## Assignment:
Without including any pictures, reproduce the full listing exactly.
>>>
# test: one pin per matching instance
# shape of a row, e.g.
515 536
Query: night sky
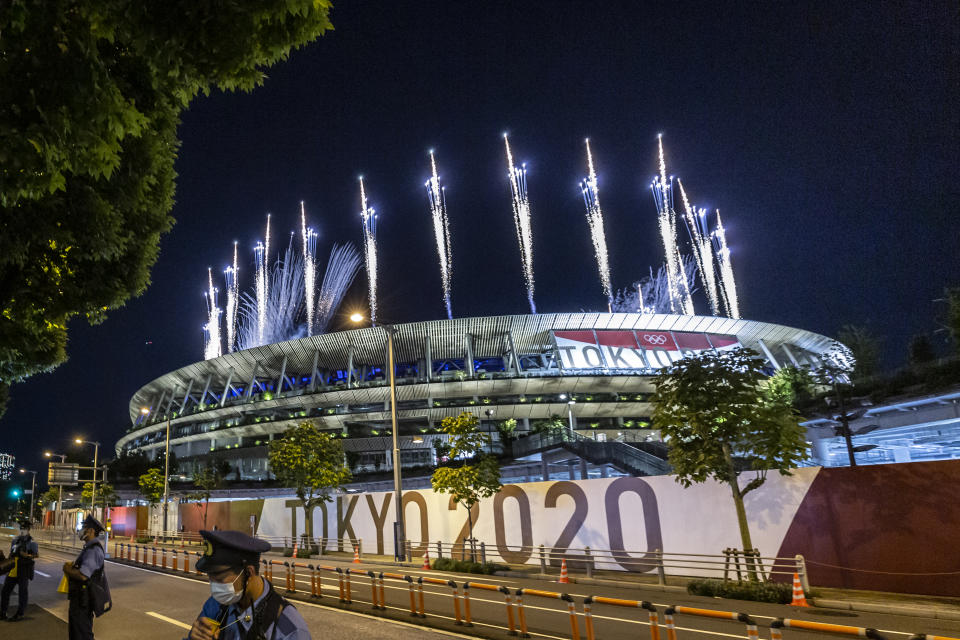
827 136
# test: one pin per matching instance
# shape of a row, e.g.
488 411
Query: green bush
776 592
465 566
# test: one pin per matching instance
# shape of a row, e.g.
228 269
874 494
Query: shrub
776 592
465 566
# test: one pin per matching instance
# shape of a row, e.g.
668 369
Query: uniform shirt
91 558
290 625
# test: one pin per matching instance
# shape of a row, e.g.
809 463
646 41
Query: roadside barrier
652 617
841 629
752 632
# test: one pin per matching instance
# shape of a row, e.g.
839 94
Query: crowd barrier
293 573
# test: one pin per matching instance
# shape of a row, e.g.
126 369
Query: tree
151 486
106 495
311 462
720 420
206 479
865 348
479 475
921 350
93 91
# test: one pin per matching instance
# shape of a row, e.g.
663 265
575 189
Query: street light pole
<<<
## Task result:
# test: one pin per matching instance
# shape of a row, e.g.
515 536
Query: night sky
827 136
# test: one pin per matching instance
# shape of a row, e.g.
488 411
Query: green bush
776 592
465 566
# test: one pin per matching instance
# shape of a row, e.g.
228 269
874 494
Query: shrub
776 592
465 566
# test: one pin per matching instance
# shape of a row, e.g.
668 369
Query: uniform shirt
91 558
290 625
# test: one pin per matching instance
# shape of a row, e.g.
809 463
646 41
Query: roadside barrier
652 617
841 629
752 632
# test: one pin per matching instance
# shape of a row, e.g.
839 94
Query: crowd barrier
293 573
# test: one pin per matching instance
# shape of a row, e.g.
126 369
Query: tree
151 486
106 495
311 462
720 420
206 479
865 348
479 475
921 350
93 91
# test: one pin per matching instance
# shape of a row, e.g.
663 265
575 189
Query: street light pole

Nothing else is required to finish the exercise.